- Task requirements
Return every line in the records below that contains the word "trousers".

- Stored data
========================

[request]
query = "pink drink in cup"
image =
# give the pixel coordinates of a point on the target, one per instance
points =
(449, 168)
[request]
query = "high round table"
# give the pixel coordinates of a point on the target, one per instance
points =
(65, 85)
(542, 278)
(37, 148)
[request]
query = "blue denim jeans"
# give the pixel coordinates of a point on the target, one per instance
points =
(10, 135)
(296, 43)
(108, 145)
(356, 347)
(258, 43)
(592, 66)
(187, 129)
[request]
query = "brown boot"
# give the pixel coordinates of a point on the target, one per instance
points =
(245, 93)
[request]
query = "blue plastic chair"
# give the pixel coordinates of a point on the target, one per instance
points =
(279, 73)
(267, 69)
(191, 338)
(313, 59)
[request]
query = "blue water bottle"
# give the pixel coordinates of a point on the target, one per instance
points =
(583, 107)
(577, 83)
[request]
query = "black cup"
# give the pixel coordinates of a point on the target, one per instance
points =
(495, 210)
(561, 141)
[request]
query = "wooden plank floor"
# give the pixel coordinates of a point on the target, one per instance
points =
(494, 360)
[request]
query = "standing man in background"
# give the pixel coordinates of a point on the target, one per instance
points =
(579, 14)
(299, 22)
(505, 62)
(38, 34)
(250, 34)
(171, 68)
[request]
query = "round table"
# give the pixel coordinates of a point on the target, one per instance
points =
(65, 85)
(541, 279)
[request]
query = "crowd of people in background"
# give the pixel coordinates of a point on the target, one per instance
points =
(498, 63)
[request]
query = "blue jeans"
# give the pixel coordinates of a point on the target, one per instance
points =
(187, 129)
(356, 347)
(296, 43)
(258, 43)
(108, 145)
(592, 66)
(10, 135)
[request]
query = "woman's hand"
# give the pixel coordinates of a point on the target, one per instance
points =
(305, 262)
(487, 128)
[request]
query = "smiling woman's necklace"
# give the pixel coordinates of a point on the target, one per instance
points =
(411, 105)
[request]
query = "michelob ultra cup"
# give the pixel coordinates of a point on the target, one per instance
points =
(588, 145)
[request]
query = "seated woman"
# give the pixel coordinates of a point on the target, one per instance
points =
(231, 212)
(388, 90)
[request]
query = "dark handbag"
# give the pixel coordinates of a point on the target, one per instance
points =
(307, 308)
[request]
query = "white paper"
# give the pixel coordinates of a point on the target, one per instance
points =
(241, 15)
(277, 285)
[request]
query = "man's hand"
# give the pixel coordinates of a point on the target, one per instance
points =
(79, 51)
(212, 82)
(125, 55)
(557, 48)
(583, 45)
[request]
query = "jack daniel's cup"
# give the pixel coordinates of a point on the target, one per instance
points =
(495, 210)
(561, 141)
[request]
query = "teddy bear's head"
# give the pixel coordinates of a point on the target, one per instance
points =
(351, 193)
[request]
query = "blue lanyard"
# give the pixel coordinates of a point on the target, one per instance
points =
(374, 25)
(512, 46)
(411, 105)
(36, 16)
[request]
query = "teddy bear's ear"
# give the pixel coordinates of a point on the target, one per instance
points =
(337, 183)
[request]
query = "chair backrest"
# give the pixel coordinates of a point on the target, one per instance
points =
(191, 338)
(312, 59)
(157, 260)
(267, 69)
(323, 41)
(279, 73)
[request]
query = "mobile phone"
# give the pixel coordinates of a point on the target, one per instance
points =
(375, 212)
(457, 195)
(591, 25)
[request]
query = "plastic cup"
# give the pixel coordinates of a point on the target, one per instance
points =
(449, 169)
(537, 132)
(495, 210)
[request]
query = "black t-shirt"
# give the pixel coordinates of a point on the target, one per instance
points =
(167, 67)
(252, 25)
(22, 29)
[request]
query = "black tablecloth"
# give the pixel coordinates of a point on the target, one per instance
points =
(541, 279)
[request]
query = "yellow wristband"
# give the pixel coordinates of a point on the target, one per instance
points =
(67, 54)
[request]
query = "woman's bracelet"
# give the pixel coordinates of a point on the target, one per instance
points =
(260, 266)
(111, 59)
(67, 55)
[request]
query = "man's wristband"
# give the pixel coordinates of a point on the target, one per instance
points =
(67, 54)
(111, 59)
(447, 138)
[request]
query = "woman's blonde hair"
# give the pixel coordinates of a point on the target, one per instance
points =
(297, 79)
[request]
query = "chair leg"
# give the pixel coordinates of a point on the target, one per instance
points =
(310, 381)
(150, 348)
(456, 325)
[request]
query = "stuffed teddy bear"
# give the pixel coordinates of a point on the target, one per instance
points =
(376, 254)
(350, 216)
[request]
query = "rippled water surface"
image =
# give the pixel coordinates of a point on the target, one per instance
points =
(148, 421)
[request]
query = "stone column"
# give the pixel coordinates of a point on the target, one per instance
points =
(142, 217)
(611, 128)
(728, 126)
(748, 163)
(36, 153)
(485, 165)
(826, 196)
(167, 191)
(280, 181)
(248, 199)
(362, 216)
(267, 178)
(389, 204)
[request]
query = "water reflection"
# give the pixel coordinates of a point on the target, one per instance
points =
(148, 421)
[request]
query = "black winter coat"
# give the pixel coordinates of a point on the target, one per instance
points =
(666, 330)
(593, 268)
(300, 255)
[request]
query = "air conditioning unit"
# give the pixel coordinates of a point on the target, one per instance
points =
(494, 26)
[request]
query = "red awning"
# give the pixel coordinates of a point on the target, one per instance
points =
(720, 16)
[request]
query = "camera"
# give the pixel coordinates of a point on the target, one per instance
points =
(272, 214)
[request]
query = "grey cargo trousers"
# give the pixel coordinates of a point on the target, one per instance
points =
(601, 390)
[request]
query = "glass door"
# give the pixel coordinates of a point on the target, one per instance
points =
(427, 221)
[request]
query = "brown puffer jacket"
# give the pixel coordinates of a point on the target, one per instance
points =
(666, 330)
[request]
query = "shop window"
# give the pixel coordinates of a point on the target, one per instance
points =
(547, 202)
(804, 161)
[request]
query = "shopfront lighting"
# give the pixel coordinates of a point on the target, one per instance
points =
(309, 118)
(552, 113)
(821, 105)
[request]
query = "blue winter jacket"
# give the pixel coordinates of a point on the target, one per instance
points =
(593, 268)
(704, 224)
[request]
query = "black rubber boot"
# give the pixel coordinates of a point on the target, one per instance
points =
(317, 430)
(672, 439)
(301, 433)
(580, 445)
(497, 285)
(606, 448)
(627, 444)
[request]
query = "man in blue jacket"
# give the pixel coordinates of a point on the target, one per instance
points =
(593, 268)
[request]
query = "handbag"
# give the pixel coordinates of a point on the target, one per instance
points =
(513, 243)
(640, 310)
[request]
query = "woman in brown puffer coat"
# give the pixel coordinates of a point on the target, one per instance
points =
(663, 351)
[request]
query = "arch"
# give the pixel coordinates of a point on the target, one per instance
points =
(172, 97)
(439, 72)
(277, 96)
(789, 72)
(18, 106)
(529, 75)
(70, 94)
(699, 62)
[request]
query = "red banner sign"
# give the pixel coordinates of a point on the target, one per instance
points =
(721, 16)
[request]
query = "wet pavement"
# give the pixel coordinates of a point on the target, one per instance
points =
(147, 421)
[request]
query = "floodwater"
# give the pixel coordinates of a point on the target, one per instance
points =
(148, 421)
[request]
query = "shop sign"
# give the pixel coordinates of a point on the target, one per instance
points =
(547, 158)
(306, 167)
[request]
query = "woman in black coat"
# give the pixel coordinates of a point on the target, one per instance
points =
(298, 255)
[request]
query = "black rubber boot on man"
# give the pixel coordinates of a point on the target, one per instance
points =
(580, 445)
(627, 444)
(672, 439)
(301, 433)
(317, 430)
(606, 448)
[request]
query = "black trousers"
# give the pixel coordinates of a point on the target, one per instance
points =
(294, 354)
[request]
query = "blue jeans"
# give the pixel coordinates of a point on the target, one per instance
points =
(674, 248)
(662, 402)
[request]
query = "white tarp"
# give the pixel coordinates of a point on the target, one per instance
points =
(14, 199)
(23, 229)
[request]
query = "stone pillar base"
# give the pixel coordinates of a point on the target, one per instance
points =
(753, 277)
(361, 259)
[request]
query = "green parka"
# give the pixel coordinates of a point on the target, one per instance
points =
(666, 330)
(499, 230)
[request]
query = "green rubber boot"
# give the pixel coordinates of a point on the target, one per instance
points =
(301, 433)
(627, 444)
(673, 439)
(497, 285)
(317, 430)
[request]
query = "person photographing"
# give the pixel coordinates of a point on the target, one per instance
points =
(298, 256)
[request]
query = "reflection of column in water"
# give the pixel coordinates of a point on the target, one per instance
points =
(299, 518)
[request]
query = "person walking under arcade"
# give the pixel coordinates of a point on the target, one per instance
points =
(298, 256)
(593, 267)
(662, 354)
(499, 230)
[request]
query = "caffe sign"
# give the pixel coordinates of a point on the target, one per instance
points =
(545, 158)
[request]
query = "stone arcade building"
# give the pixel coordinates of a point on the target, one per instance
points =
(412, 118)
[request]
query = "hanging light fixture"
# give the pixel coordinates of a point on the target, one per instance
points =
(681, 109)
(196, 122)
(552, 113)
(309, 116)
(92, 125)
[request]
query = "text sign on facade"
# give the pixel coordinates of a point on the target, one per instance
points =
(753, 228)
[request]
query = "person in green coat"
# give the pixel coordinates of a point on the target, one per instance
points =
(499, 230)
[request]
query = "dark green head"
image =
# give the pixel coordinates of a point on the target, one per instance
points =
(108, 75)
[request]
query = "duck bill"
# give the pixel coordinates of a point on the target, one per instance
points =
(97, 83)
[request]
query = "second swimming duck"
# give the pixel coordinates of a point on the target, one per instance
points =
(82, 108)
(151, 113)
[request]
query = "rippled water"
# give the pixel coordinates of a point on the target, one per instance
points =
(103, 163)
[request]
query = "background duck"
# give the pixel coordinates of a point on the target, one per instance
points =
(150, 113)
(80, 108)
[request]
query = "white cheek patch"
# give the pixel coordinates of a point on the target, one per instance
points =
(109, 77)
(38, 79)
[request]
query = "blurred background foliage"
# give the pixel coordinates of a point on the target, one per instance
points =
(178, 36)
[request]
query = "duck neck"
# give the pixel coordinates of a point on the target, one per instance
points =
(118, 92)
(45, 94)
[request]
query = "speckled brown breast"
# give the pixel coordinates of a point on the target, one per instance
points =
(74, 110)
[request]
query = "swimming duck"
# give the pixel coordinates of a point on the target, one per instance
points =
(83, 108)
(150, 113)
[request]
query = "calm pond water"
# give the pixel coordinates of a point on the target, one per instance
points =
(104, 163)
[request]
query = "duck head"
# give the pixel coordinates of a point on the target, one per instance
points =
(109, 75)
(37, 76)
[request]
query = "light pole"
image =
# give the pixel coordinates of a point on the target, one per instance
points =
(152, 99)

========================

- Exercise result
query = "grey cargo trousers"
query = "black trousers"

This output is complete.